→ Exercise instructions
1. Reproduce the commit page from "author: Nicolas James" to "parent: eb9719cc8b9a308654ccd2c3bce8a7047b6e2a1a (diff)".
2. Rewrite the block of the commit page that begins "author: Nicolas James" as a short list that keeps its main facts.

→ Text extract
────

Fix refactor latency regression for VK_NV_LowLatency2 by checking if work has already completed

author: Nicolas James <nj3ahxac@gmail.com> 2026-04-08 12:55:29 +1000
committer: Nicolas James <nj3ahxac@gmail.com> 2026-04-08 12:55:29 +1000
commit: 453d5b0052bd17ed74d47570ffff403ffcd9ebb3 (patch)
tree: 14ab71a5ff27d5485faea061f6e8fe26c0e19640 /src
parent: eb9719cc8b9a308654ccd2c3bce8a7047b6e2a1a (diff)
8 files changed, 78 insertions, 20 deletions
diff --git a/src/frame_span.cc b/src/frame_span.cc
index 732d6f3..8764aa1 100644
--- a/src/frame_span.cc
+++ b/src/frame_span.cc
@@ -21,4 +21,11 @@ void FrameSpan::await_completed() const {
     this->head_handle->await_end();
 }
 
+bool FrameSpan::has_completed() const {
+    if (this->tail_handle) {
+        return this->tail_handle->has_end();
+    }
+    return this->head_handle->has_end();
+}
+
 } // namespace low_latency
 \ No newline at end of file
diff --git a/src/frame_span.hh b/src/frame_span.hh
index 5220702..638554b 100644
--- a/src/frame_span.hh
+++ b/src/frame_span.hh
@@ -28,6 +28,8 @@ class FrameSpan {
     void update(std::shared_ptr<TimestampPool::Handle> handle);
 
   public:
+    // Check if GPU work has completed without hanging.
+    bool has_completed() const;
     // Wait for for GPU work to complete.

────

→ Available data
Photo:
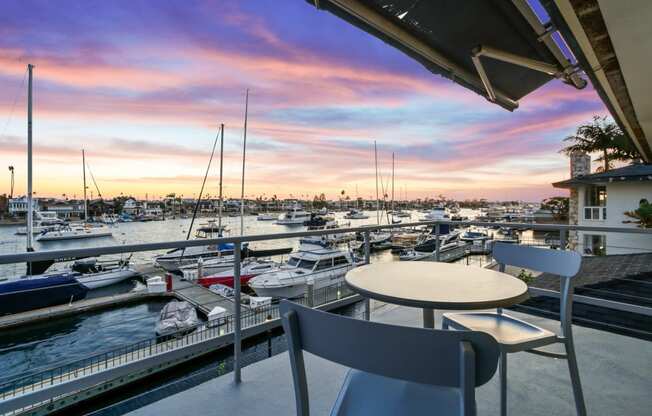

────

→ The results
1.
author: Nicolas James <nj3ahxac@gmail.com> 2026-04-08 12:55:29 +1000
committer: Nicolas James <nj3ahxac@gmail.com> 2026-04-08 12:55:29 +1000
commit: 453d5b0052bd17ed74d47570ffff403ffcd9ebb3 (patch)
tree: 14ab71a5ff27d5485faea061f6e8fe26c0e19640 /src
parent: eb9719cc8b9a308654ccd2c3bce8a7047b6e2a1a (diff)

2.
- Author and committer: Nicolas James <nj3ahxac@gmail.com>, both at 2026-04-08 12:55:29 +1000
- Commit: 453d5b0052bd17ed74d47570ffff403ffcd9ebb3
- Tree: 14ab71a5ff27d5485faea061f6e8fe26c0e19640 (/src)
- Parent: eb9719cc8b9a308654ccd2c3bce8a7047b6e2a1a
- Changes: 8 files, 78 insertions, 20 deletions